::: Data :::
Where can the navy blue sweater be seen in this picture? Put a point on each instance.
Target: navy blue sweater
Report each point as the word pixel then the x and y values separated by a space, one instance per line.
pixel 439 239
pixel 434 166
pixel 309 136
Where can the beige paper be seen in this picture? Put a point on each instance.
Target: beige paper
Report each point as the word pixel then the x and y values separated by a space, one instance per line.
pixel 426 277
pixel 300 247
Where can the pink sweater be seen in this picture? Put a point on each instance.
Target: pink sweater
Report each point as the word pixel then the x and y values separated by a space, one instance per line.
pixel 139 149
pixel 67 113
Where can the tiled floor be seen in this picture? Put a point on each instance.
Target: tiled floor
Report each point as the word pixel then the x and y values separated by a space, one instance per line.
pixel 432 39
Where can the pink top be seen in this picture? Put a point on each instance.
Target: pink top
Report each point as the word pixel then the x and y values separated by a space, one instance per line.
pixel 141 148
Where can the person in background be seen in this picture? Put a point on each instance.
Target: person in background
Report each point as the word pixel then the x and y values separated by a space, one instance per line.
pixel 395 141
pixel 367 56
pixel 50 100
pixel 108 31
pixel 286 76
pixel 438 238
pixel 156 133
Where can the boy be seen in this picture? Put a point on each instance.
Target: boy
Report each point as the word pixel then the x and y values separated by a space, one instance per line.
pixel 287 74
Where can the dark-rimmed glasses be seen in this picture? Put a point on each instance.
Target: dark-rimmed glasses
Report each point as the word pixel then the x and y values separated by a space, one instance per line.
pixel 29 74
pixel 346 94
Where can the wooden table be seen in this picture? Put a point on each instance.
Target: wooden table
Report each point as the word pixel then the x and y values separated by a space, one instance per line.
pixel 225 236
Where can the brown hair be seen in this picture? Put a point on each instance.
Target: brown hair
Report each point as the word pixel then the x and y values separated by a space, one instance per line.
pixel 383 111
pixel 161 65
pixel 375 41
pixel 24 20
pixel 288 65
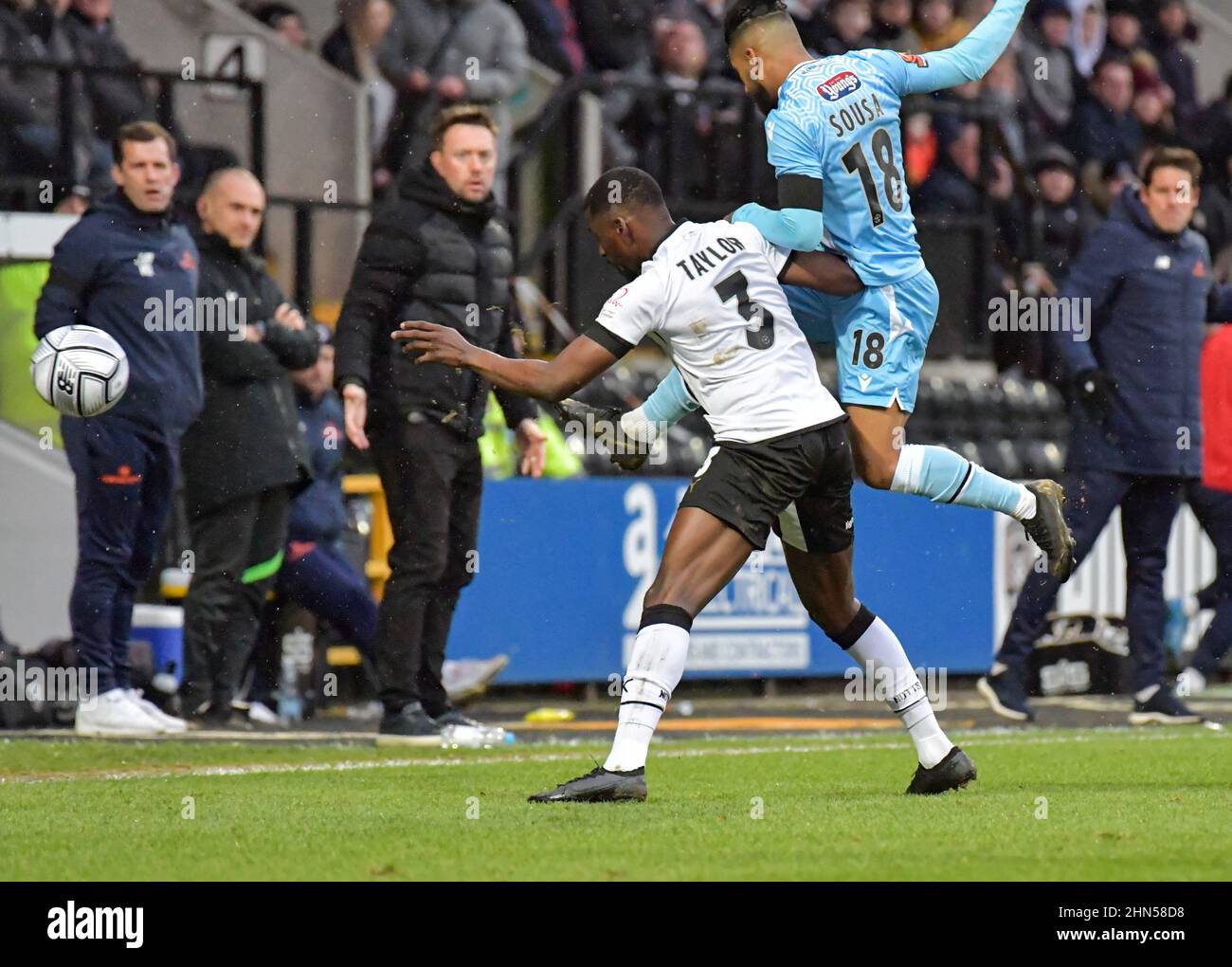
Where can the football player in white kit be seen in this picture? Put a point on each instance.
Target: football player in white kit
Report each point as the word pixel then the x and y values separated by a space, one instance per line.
pixel 710 295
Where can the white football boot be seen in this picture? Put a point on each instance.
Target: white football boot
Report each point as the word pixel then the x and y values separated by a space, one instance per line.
pixel 115 713
pixel 171 724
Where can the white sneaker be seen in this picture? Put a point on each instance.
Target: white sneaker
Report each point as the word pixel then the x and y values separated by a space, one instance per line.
pixel 115 713
pixel 169 724
pixel 1190 682
pixel 263 715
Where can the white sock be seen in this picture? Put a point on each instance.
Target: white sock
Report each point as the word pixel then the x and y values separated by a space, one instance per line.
pixel 654 670
pixel 878 647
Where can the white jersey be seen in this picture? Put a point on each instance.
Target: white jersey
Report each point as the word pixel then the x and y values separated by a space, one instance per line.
pixel 710 296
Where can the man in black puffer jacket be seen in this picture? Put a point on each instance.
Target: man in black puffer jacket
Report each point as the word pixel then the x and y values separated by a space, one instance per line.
pixel 243 457
pixel 436 251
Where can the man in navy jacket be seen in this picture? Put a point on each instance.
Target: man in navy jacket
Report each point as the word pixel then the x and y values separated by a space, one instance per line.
pixel 127 268
pixel 1136 435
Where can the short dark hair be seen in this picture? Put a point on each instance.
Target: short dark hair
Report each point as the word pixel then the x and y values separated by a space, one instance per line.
pixel 1104 63
pixel 632 188
pixel 1181 157
pixel 744 11
pixel 142 131
pixel 461 115
pixel 270 13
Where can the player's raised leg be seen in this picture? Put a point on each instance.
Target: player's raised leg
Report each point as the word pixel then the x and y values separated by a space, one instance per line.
pixel 881 338
pixel 701 556
pixel 817 541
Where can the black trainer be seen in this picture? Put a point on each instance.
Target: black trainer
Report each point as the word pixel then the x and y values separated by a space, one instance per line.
pixel 599 785
pixel 1006 696
pixel 411 725
pixel 454 717
pixel 952 773
pixel 1048 527
pixel 1163 708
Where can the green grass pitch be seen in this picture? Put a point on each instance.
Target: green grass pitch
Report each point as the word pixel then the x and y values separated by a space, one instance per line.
pixel 1048 805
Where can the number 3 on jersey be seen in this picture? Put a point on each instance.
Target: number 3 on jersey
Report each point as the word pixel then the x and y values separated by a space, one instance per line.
pixel 760 333
pixel 855 160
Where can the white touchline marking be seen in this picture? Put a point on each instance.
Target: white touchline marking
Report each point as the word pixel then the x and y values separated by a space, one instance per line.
pixel 1002 737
:::
→ **Problem**:
Rewrite the items above with each "in this picture" changed to "in this image" and everything else left as it is. Leave the pictures out of your answer.

→ **Answer for the task**:
Where can the navy blue sweater be seen in this image? Put a point on each instance.
Target: navy blue sweater
Report each point as the word pixel then the x and y values separated by a space, one instance per line.
pixel 439 239
pixel 434 166
pixel 309 136
Where can the beige paper be seen in this image? Put a point on each instance.
Target: beige paper
Report each point as the word pixel then the x and y values separated by a space, one instance per line.
pixel 426 277
pixel 300 247
Where can the pink sweater be seen in this image? Put a point on each instance.
Target: pink sweater
Report each point as the word pixel then the x and y values separated by a space, one instance per line.
pixel 139 149
pixel 67 113
Where can the tiled floor be seen in this image? Put a point on each instance.
Target: tiled floor
Report each point as the word pixel then the x and y values separated by a space, one instance per line.
pixel 432 39
Where can the pink top be seen in this image? Put a point on each instance.
Target: pink top
Report each point as the word pixel then the x and y values separated by a space, one instance per line.
pixel 141 148
Where can the person in background be seen in this image? Put a point on each instance.
Target: person in background
Report each point as the word pixel then the x and y values separated by a space, one instance per line.
pixel 395 141
pixel 367 56
pixel 50 100
pixel 108 31
pixel 286 76
pixel 438 238
pixel 156 133
Where can the boy be seen in this image? Put a point on each instance.
Target: boy
Report each point as the word pixel then the x and y values separated by a space, one instance per line.
pixel 287 74
Where can the dark-rimmed glasses be seen in this image? Put a point on each instance.
Target: dark-rimmed glasses
Report each point as the word pixel then the x and y values separated by a space, one instance per line.
pixel 29 74
pixel 346 94
Where can the wooden table be seen in this image? Put a point on each instance.
Target: wooden table
Report each point as the word pixel then the x and y values separated by a space, one instance per line.
pixel 225 236
Where can the brown hair be seen in this image? Put a point on each instance.
Target: brown hair
Report each point as the word pixel then the x and y values separated by a space, one instance per line.
pixel 383 111
pixel 161 65
pixel 375 41
pixel 24 20
pixel 288 65
Where can the football player in white kit be seen in this image? Put a point on each instance.
Target: football player in white kit
Report each point as the word pixel then the x and y values separated by a space, one instance per line.
pixel 710 295
Where can the white football boot be seen in this image? Put a point on each instance.
Target: white football boot
Report each point as the word pixel then the x and y values separated by a space, one instance per line.
pixel 115 713
pixel 171 724
Where can the white sneaker be seen in this image? Put a point on each instance.
Target: white sneaker
Report each point as the word pixel then the x and y values separated by a space, one instance per line.
pixel 115 713
pixel 169 724
pixel 1190 682
pixel 263 715
Where can the white sock be seen in this image? Put a point on each instance.
Target: white sock
Report each point as the word pixel then the x and y values separated by a space, one instance per line.
pixel 654 670
pixel 878 647
Where can the white jersey be seen in this image? Put a point on each instance.
Target: white jersey
Report each point as the word pixel then the x and y values separated by a space, one instance per line.
pixel 710 296
Where can the man in black puffer jacket be seen in this image? Put a point on each instance.
Target: man in black puffer jacket
Report each point as the word pixel then the x and y values separated by a space, one instance per line.
pixel 243 457
pixel 436 251
Where can the man in navy jacket be seen in this image? Put a point on each instance.
Target: man in navy jacket
Report each point as the word pixel then the x and y values separated by a space, one instance per line.
pixel 127 268
pixel 1136 435
Where can the short dark hair be seen in this image? Put a point on each instance.
Target: short dark hair
Report each point as the word pixel then the x and y values separated by a space, one instance per line.
pixel 1104 63
pixel 632 188
pixel 1181 157
pixel 744 11
pixel 142 131
pixel 461 115
pixel 270 13
Where can the player's raised leg be seen in this image? Put a point on each instance.
Target: player's raised leg
Report each point as the word pixel then the x and y values separated by a space, one instance per line.
pixel 881 338
pixel 701 556
pixel 817 541
Where can the black trainer be seen in this image? Put a point on each instance.
Target: black trainer
Report each point as the word pixel then the x and y values separated by a space, one instance per line.
pixel 599 785
pixel 1006 696
pixel 411 725
pixel 454 717
pixel 952 773
pixel 1048 527
pixel 1163 708
Where can the green grass pitch be seen in this image? Put a point on each instance.
Target: green grass pitch
Report each point as the word pixel then the x and y values separated by a space, one instance per line.
pixel 1048 805
Where can the number 3 on jersey be seen in this image? Put a point on each instance.
Target: number 3 on jersey
Report each point as the word pixel then the x and y values separated by a space, one instance per line.
pixel 760 333
pixel 855 160
Where can the white touchline marking be seen in this image? Put a point on each instance.
Target: white touchline marking
Report each point as the word pixel then the x and y values separated by a space, one instance per line.
pixel 1002 737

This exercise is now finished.